→ EXERCISE GOAL:
Of the entries below, return only those lines from the line with "positive clicks: (241, 302)" to the line with "box: [0, 0, 39, 222]", exactly, both included.
:: DATA FOR ANALYSIS
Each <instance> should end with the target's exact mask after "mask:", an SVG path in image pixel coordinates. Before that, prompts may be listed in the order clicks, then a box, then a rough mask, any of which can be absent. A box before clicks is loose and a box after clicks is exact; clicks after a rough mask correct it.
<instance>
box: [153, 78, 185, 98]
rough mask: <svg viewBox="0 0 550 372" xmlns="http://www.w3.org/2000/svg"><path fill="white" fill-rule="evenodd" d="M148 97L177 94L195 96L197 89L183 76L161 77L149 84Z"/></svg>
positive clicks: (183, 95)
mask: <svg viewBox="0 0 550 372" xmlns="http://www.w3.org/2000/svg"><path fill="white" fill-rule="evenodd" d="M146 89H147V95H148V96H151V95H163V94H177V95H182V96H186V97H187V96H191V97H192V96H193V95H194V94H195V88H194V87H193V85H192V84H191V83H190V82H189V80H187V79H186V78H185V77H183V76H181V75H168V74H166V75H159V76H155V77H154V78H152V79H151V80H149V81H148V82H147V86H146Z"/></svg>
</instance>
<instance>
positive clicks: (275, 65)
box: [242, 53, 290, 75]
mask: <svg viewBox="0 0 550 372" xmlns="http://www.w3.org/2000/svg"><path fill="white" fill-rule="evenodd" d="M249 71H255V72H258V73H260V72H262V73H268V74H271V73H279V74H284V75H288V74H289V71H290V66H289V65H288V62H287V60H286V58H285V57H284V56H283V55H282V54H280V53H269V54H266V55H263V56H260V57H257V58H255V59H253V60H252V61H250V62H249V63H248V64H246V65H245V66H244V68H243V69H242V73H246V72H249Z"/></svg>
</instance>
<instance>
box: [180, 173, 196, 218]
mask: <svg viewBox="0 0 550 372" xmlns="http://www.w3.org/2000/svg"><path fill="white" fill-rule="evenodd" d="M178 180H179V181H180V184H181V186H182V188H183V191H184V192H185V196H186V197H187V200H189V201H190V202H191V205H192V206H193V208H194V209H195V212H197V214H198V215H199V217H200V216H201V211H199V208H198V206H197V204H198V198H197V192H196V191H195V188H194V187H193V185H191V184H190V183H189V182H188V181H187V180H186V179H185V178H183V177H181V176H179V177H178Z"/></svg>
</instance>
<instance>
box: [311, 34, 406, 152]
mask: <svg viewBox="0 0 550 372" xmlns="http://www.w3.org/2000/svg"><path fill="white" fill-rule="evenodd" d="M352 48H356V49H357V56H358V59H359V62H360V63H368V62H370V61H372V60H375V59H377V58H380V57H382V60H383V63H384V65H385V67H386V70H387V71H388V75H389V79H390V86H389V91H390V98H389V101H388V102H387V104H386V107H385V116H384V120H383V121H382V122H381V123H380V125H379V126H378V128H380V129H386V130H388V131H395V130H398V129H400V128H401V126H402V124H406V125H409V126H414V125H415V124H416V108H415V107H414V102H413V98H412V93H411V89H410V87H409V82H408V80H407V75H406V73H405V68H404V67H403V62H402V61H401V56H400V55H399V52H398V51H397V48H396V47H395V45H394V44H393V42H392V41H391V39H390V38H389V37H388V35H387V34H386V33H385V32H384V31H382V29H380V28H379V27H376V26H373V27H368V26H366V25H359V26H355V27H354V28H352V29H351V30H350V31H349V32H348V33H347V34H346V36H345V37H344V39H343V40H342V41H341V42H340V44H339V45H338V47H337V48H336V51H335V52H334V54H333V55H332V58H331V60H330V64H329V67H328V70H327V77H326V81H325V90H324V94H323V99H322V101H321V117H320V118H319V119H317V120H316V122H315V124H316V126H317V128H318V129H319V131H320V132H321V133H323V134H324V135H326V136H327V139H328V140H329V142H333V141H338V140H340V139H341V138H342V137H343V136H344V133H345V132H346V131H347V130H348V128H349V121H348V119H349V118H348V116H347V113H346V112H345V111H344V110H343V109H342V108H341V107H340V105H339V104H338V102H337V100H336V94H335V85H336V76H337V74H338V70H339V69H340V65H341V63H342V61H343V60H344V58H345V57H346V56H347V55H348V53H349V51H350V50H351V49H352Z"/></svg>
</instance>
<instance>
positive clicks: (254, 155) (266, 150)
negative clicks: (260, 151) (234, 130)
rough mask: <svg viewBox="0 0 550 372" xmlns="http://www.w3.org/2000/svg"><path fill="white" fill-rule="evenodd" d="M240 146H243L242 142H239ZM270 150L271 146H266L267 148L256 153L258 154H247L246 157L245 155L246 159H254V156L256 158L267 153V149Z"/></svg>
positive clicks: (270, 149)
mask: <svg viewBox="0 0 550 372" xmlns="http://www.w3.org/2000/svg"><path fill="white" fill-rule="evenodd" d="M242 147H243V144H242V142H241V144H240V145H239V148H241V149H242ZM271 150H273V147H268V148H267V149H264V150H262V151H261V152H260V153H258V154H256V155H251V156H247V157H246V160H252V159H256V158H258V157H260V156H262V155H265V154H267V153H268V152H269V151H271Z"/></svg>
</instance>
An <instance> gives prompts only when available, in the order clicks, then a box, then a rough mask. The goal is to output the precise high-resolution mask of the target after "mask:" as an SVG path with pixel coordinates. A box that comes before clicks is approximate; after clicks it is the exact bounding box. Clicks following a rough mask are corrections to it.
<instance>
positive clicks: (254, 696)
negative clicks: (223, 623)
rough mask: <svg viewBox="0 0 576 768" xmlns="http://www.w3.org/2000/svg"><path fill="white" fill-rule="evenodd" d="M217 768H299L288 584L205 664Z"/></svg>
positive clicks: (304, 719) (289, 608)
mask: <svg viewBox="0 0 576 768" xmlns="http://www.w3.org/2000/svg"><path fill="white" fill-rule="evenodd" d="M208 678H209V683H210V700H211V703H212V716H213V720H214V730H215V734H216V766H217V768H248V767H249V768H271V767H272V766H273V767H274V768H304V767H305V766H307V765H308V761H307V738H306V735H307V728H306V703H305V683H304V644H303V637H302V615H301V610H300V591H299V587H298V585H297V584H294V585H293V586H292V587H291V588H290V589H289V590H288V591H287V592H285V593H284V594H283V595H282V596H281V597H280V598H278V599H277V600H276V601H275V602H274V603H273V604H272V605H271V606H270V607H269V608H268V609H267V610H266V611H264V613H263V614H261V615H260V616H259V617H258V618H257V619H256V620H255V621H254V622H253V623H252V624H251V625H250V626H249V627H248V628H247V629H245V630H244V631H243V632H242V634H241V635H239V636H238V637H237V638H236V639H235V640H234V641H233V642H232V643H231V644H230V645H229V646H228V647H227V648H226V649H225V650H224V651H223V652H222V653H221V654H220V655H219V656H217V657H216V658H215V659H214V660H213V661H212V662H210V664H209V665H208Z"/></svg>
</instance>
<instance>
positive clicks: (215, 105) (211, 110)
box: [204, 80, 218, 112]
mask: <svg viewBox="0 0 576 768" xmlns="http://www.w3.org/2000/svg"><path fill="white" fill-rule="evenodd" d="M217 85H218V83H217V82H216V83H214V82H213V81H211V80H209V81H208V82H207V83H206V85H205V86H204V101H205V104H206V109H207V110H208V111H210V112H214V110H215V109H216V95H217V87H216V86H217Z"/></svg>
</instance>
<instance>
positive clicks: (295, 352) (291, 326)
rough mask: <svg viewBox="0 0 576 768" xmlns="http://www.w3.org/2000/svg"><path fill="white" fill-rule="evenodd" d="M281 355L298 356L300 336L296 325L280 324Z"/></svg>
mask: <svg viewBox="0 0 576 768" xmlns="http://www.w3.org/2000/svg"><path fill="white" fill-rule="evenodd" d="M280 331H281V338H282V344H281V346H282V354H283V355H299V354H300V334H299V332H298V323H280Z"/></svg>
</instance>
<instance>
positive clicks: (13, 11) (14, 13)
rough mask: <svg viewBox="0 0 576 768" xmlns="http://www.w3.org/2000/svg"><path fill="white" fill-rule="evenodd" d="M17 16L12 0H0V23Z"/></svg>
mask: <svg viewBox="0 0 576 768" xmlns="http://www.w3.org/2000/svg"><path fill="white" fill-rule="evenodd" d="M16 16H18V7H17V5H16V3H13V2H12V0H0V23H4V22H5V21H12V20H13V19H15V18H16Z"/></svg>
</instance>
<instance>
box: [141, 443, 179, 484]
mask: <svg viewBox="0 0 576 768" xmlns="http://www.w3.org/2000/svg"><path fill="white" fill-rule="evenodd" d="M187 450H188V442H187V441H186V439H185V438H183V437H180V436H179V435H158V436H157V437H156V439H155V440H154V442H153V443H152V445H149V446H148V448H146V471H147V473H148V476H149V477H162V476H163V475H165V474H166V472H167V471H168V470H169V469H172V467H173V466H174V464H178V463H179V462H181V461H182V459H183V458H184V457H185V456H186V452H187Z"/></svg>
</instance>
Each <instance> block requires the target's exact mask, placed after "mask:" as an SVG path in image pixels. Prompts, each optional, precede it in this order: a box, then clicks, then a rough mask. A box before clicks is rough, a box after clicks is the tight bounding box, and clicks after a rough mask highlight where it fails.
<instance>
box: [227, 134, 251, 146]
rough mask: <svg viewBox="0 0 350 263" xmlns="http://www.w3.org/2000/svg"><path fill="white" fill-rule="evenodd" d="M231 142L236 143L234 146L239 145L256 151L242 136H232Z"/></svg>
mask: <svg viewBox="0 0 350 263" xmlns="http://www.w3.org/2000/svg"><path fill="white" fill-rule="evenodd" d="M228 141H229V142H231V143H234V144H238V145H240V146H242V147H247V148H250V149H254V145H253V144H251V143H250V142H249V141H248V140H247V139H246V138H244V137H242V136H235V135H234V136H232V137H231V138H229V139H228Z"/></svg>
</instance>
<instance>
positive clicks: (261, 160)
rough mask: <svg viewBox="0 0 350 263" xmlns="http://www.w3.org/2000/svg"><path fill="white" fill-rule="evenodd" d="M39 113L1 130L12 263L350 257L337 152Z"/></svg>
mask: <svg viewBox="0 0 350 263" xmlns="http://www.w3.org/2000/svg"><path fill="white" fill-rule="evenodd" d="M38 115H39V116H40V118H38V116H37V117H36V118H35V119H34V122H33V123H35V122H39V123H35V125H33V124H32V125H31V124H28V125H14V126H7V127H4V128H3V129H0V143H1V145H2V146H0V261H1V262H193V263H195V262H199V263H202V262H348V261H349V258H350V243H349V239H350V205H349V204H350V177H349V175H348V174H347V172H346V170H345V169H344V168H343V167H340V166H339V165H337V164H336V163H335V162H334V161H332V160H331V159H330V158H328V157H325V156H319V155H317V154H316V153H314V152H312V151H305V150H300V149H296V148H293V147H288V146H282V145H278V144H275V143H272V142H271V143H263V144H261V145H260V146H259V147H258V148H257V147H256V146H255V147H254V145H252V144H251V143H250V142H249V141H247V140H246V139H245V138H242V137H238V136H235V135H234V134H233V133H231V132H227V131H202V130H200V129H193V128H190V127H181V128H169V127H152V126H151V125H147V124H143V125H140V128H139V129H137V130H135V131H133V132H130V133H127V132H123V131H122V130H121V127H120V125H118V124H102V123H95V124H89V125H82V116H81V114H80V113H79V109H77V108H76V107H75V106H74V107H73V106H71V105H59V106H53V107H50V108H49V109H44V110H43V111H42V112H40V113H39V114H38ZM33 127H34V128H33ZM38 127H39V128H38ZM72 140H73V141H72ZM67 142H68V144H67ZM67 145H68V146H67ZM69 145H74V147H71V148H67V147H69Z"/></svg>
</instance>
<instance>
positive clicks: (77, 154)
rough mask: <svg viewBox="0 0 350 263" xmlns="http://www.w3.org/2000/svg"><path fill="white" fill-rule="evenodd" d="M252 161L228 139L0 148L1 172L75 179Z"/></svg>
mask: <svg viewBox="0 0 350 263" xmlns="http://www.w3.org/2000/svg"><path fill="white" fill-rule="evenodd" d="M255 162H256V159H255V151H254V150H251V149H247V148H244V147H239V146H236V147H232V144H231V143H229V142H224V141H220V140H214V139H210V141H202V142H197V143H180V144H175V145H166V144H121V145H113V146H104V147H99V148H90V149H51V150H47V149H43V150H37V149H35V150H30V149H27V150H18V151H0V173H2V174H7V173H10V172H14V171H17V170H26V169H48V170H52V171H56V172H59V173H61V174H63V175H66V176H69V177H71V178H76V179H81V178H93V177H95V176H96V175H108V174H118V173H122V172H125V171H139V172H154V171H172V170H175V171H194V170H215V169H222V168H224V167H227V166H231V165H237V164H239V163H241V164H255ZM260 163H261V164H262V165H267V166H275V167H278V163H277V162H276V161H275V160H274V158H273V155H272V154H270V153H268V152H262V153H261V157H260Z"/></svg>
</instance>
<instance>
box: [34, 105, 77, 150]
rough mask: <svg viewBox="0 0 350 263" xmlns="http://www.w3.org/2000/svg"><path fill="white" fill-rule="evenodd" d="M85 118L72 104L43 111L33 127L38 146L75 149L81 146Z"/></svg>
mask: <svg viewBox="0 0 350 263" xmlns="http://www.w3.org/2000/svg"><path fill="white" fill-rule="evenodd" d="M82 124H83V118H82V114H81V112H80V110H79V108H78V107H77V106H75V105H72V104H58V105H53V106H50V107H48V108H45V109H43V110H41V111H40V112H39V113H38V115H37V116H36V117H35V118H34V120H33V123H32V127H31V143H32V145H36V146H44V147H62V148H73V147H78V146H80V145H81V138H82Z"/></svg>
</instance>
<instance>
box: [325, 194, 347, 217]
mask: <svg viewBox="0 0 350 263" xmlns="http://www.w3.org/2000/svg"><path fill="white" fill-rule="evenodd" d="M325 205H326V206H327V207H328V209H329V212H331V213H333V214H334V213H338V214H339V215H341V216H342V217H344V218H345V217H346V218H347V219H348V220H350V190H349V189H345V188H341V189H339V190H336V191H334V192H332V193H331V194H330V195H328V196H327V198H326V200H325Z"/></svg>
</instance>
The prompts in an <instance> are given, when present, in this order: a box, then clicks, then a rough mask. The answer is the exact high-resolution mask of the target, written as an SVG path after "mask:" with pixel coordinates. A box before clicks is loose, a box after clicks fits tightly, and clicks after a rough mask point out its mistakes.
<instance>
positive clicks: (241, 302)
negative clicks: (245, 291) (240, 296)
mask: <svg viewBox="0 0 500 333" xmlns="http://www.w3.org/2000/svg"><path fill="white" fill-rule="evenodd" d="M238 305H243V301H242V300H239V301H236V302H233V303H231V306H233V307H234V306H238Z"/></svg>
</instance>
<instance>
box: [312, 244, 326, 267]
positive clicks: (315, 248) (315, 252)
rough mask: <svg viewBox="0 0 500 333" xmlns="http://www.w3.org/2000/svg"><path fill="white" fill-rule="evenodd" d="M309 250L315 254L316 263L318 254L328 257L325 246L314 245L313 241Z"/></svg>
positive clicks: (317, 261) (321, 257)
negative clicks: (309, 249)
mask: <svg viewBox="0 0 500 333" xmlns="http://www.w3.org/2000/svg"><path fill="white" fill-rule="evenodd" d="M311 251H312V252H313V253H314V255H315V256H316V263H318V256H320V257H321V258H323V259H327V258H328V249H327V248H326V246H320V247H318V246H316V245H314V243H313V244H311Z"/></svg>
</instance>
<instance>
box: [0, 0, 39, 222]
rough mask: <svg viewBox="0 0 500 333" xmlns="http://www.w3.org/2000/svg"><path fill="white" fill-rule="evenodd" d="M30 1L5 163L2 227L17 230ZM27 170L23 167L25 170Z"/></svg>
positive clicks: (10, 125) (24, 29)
::::
→ ANSWER SPACE:
positive clicks: (241, 302)
negative clicks: (245, 291) (240, 296)
mask: <svg viewBox="0 0 500 333" xmlns="http://www.w3.org/2000/svg"><path fill="white" fill-rule="evenodd" d="M238 305H243V301H242V300H239V301H236V302H233V303H231V306H233V307H234V306H238Z"/></svg>
</instance>
<instance>
box: [312, 244, 326, 267]
positive clicks: (315, 248) (315, 252)
rough mask: <svg viewBox="0 0 500 333" xmlns="http://www.w3.org/2000/svg"><path fill="white" fill-rule="evenodd" d="M309 250L315 254L316 263L318 254L328 257L325 246L314 245L313 241Z"/></svg>
positive clicks: (317, 261) (321, 257)
negative clicks: (309, 249)
mask: <svg viewBox="0 0 500 333" xmlns="http://www.w3.org/2000/svg"><path fill="white" fill-rule="evenodd" d="M311 251H312V252H313V253H314V255H315V256H316V263H318V256H320V257H321V258H323V259H327V258H328V249H327V248H326V246H320V247H318V246H316V245H314V243H313V244H311Z"/></svg>
</instance>
<instance>
box: [0, 0, 39, 222]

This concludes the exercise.